* [Instructions for the task]: Rewrite the material below with every "supply" changed to "provide", leaving all else unchanged and leaving out the pictures.
--- start Extracted records ---
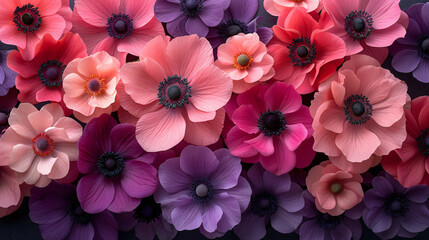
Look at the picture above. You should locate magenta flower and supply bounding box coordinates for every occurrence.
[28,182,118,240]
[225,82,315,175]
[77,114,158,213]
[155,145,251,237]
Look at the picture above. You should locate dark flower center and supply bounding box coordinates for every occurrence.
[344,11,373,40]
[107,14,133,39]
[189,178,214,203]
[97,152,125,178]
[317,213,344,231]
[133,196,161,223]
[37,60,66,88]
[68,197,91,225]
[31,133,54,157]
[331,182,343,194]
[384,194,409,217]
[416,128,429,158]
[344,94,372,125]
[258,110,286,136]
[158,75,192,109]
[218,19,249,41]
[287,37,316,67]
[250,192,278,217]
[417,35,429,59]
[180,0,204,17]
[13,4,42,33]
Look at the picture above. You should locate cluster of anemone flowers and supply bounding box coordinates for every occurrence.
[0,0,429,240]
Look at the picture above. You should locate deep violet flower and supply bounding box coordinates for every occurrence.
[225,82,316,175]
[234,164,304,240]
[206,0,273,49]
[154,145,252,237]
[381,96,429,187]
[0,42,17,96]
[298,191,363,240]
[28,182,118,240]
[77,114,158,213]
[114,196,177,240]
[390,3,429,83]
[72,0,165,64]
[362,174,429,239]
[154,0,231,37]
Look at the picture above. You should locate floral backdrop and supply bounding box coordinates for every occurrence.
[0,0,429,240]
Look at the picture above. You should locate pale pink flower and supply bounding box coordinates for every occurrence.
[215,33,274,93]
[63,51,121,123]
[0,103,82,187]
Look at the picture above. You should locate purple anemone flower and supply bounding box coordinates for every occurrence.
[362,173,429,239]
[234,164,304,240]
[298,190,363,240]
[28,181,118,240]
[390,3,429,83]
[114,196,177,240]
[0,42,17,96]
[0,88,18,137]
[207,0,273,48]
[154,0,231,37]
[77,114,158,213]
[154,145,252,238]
--- end Extracted records ---
* [Written response]:
Look at the picture above. You should locate magenta flower and provide bounding box coordinates for every occurrence.
[28,182,118,240]
[225,82,315,175]
[77,114,158,213]
[155,145,251,237]
Look at the picture above. You should locate dark flower center and provide bounding box coordinates for every occurrence.
[344,11,373,40]
[107,14,133,39]
[189,178,214,203]
[97,152,125,178]
[317,213,344,231]
[133,196,161,223]
[37,60,66,88]
[68,197,91,225]
[31,133,54,157]
[331,182,343,194]
[384,194,409,217]
[416,128,429,158]
[344,94,372,125]
[258,110,286,136]
[158,75,192,109]
[218,19,249,41]
[287,37,316,67]
[250,192,278,217]
[417,35,429,59]
[180,0,204,17]
[13,4,42,33]
Look at the picture above. You should locate cluster of anemone flowers and provide bounding box coordinates for every occurrence.
[0,0,429,240]
Look at the picture above. You should locate deep violet flower and provide bounding box coordinates for every occurrence.
[225,82,316,175]
[234,164,304,240]
[206,0,273,49]
[154,145,252,237]
[381,96,429,187]
[0,42,17,96]
[298,191,363,240]
[28,182,118,240]
[77,114,158,213]
[114,196,177,240]
[390,3,429,83]
[72,0,165,64]
[362,174,429,239]
[154,0,231,37]
Look at the picture above. You should locate floral backdrop and provide bounding box coordinates for every occurrence.
[0,0,429,240]
Look at the picture above. You should locate pale pink flower and provide bounding box coordinates for every occurrence.
[215,33,274,93]
[63,51,121,123]
[0,103,82,187]
Look at the picture above. You should locate purple anemone flower and provide bounding box coordinates for every occurrence.
[362,173,429,239]
[234,164,304,240]
[298,190,363,240]
[28,181,118,240]
[390,3,429,83]
[114,196,177,240]
[0,42,17,96]
[0,88,18,137]
[207,0,273,48]
[154,0,231,37]
[77,114,158,213]
[154,145,252,238]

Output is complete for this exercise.